* _AIM OF THE EXERCISE_: Lines containing the word "lower" are to be copied from the data below.

────────────────────────────────────────

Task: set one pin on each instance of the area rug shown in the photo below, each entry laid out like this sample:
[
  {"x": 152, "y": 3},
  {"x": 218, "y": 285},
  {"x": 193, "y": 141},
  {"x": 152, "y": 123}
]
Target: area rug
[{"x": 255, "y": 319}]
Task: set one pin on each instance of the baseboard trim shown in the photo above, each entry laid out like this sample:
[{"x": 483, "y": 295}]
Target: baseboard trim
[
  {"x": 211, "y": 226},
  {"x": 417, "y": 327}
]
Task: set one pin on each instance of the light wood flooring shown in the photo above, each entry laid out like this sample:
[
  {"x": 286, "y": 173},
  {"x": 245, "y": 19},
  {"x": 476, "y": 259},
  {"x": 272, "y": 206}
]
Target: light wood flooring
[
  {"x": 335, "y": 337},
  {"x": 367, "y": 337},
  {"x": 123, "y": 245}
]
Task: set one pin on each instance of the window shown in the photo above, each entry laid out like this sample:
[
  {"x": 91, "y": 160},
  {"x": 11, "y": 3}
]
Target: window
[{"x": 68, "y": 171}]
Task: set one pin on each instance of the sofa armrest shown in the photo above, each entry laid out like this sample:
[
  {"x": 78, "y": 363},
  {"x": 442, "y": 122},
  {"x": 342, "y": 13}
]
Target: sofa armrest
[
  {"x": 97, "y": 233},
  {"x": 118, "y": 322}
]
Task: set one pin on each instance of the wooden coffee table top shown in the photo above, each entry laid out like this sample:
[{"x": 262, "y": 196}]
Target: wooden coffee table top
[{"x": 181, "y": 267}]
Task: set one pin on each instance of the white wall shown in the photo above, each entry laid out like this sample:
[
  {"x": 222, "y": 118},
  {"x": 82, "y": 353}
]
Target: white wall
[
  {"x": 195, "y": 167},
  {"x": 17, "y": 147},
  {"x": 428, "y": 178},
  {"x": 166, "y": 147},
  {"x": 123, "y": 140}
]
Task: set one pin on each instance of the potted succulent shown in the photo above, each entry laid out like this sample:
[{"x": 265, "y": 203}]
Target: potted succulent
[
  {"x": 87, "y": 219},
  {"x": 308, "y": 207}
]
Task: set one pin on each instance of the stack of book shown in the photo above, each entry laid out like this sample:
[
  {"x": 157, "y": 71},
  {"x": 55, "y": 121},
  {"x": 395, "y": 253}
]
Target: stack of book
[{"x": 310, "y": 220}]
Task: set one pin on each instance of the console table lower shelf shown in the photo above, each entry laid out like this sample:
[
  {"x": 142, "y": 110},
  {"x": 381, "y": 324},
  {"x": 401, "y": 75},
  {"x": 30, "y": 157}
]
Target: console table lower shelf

────────────────────────────────────────

* _REPLY TO THE EXERCISE_:
Task: set one pin on each instance of the console table lower shelf shown in the photo above, each entry laid out like this sample:
Target: console table lower shelf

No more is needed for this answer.